### Extracted text
──────

Here are a few of the community resources available in the Eugene-Springfield area or online. Check out their websites for more information or for leads to more resources.
Addiction Resource was founded in 2005 to provide a community for those recovering from addiction and to help patients find the highest quality care for a successful recovery. Their goal is to provide resources to help patients and their loved ones so that they may stay on the road to recovery, and can successfully overcome addiction for life. We believe in our ability to help improve the lives of others, and belief is what motivates us to educate and support our readers every day.
Amigos engages in educational activities that focus on the nature and significance of international human rights. They emphasize the importance of respecting immigrant rights as human rights. Amigos advocates on behalf of fair and equitable immigration policies that are responsive to the needs of people from Latin American nations, many of whom come to the United States to escape poverty, political violence, and other human rights violations.
The mission of the Eugene/Springfield Asian Council is to create opportunities which foster friendship and harmonious relations among all people by presenting events and activities that will stimulate a better understanding of Asian and Asian-American cultures.
The Asian Pacific American Network of Oregon is a statewide, grassroots organization, uniting Asians and Pacific Islanders to achieve social justice. We use our collective strengths to advance equity through empowering, organizing and advocating with our communities.
Community Alliance of Lane County, or CALC, has been working since 1966 to create a more just and peaceful community. We seek to collaborate with organizations, institutions, government and individuals to bring about lasting change.
- We address root causes of oppression by seeking to change attitudes, behaviors, and policy through education, activism, and cultural means.
- We challenge ourselves and others to address privilege and power, to work collaboratively as effective allies, and help build leadership, especially for dis-empowered and marginalized people.
- We work with and for a multi-racial, multi-class, multi-gendered, multi-generational movement on social justice issues and projects.
The Commission focuses on its City Council-approved work plan, community matters, and working within City government. The Commission undertakes a two-year work plan, currently focused on four goals:
1) Building Commission capacity
2) Enhancing the Commission relationship and role within the City government
3) Responding to human rights concerns and trends
4) Working toward a human rights framework in Eugene
On October 27, 2015, the Lane County Board of County Commissioners approved a recommended framework that included:
1. Create a Human Rights Advisory Body;
2. Institutionalize Equity Efforts;
3. Improve Recruitment, Selections, Retention, and Advancement;
4. Require Annual Equity and Access Training for all Lane County Employees; and
5. Engage Community Partners as an Equity and Service Resource.
The Eugene Chamber Latino Business Network is a group for Latino businesses to support one another in their day-to-day business challenges and opportunities in order to ensure their business success. Latino Business owners, managers and co-owners will gain information and advice, as well as mentor one another through peer networking and educational programs.
The mission of the NAACP is to ensure the political, educational, social, and economic equality of rights of all persons and to eliminate race-based discrimination. In Lane County, primary activities include implementation of education programs and events for public awareness and community building. The Eugene Springfield NAACP also coordinates institutional collaborations to increase cultural inclusion. Included is the Act-So youth empowerment program of the NAACP where local youth compete in categories ranging from the Humanities to the Performing arts.

──────

### Provided information

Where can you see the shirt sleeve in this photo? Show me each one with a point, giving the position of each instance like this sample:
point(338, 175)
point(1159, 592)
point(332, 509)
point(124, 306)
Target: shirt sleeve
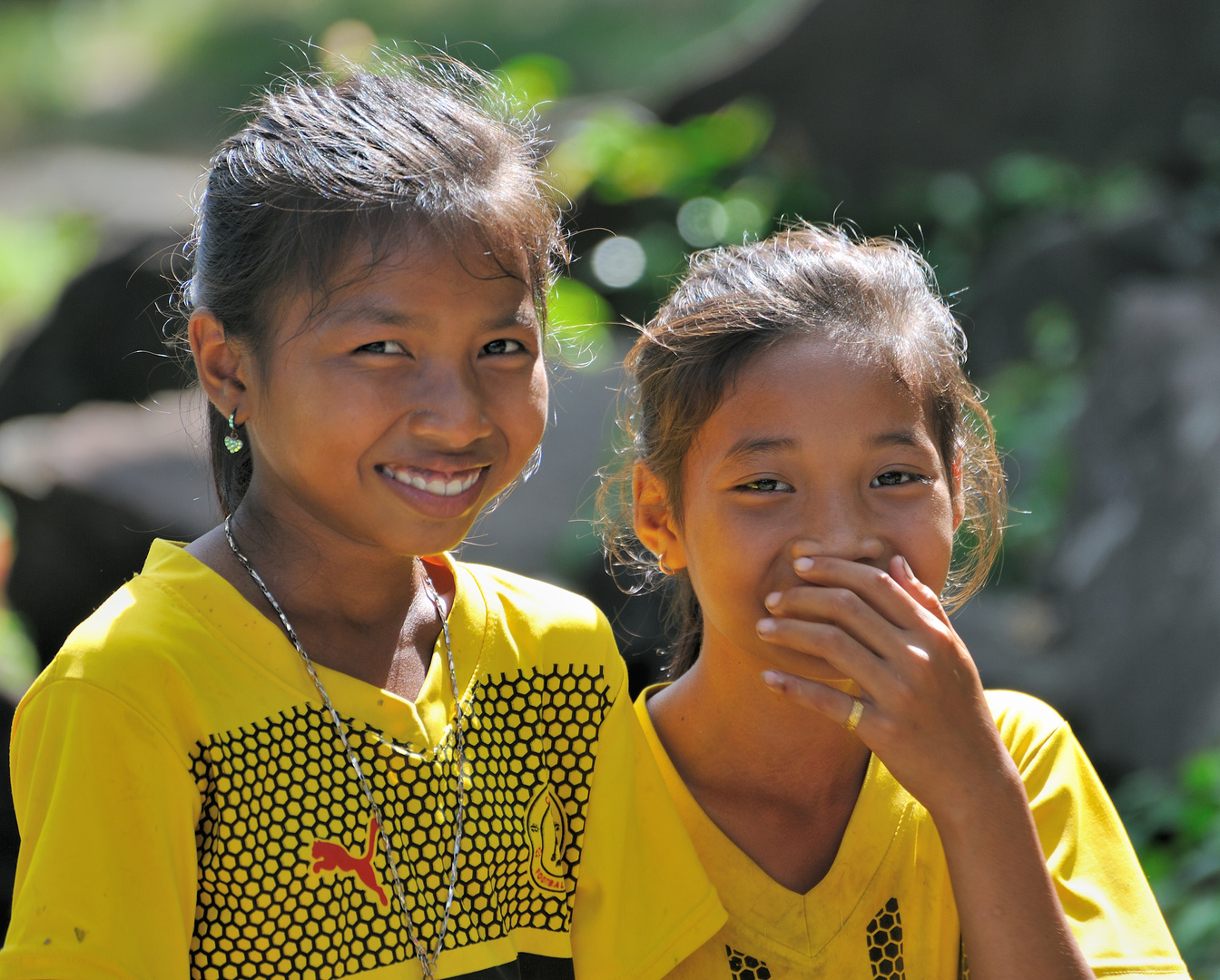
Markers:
point(107, 809)
point(1103, 891)
point(643, 902)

──────

### Instructions to follow
Answer these questions from the list of community resources:
1. In what year was Addiction Resource founded?
2. Since what year has the Community Alliance of Lane County been working?
3. On what date did the Lane County Board of County Commissioners approve the recommended framework?
The entries aren't needed for this work.

### Exercise result
1. 2005
2. 1966
3. October 27, 2015